**Data extracts:**
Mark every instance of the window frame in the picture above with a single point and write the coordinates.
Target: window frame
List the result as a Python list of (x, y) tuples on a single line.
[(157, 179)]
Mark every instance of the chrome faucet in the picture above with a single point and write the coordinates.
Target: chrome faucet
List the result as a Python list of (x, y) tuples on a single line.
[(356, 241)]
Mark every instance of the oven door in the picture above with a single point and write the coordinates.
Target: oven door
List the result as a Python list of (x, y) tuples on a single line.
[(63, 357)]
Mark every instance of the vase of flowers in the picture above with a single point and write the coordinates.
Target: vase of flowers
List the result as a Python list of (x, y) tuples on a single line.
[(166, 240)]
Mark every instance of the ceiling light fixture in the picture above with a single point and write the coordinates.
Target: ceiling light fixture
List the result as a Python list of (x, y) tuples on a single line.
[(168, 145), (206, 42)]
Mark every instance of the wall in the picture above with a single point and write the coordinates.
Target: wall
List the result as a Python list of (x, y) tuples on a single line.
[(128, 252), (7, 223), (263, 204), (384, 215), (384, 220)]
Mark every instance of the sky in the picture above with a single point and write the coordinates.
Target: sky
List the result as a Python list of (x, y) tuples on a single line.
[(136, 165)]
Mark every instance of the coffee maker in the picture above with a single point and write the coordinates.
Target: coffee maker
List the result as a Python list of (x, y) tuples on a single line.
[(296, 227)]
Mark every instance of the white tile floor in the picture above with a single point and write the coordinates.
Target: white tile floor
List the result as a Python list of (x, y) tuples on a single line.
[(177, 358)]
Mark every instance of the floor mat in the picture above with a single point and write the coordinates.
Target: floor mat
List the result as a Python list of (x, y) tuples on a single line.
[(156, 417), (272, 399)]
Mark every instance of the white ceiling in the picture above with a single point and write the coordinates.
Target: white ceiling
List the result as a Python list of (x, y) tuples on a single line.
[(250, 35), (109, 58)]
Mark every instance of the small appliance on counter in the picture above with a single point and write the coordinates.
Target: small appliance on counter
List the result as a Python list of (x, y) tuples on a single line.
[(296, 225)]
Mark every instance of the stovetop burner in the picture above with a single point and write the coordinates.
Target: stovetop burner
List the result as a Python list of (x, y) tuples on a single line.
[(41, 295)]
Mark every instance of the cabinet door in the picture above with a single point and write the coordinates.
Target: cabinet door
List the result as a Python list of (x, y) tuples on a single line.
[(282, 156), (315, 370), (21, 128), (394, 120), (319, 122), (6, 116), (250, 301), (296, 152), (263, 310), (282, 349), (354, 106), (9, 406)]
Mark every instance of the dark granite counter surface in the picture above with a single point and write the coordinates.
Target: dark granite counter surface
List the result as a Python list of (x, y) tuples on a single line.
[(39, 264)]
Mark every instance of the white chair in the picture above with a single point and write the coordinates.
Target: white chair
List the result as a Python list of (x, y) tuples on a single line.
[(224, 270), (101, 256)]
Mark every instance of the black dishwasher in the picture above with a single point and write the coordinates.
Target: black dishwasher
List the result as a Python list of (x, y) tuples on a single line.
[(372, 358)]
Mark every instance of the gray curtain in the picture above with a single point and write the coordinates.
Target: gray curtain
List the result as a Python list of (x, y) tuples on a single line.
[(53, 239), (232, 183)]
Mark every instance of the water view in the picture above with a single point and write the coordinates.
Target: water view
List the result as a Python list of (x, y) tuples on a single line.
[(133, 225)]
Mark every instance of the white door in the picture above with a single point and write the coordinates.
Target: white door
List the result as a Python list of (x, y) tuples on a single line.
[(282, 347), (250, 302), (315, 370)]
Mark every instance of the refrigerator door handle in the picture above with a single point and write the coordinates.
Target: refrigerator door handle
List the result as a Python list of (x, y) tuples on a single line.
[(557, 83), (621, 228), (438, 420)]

**Exercise description:** Show every line in the entries above that contains the string "chrome".

**Result for this exercise:**
Mark every instance of the chrome faucet in the picture above with a single point and write the coordinates.
Target: chrome faucet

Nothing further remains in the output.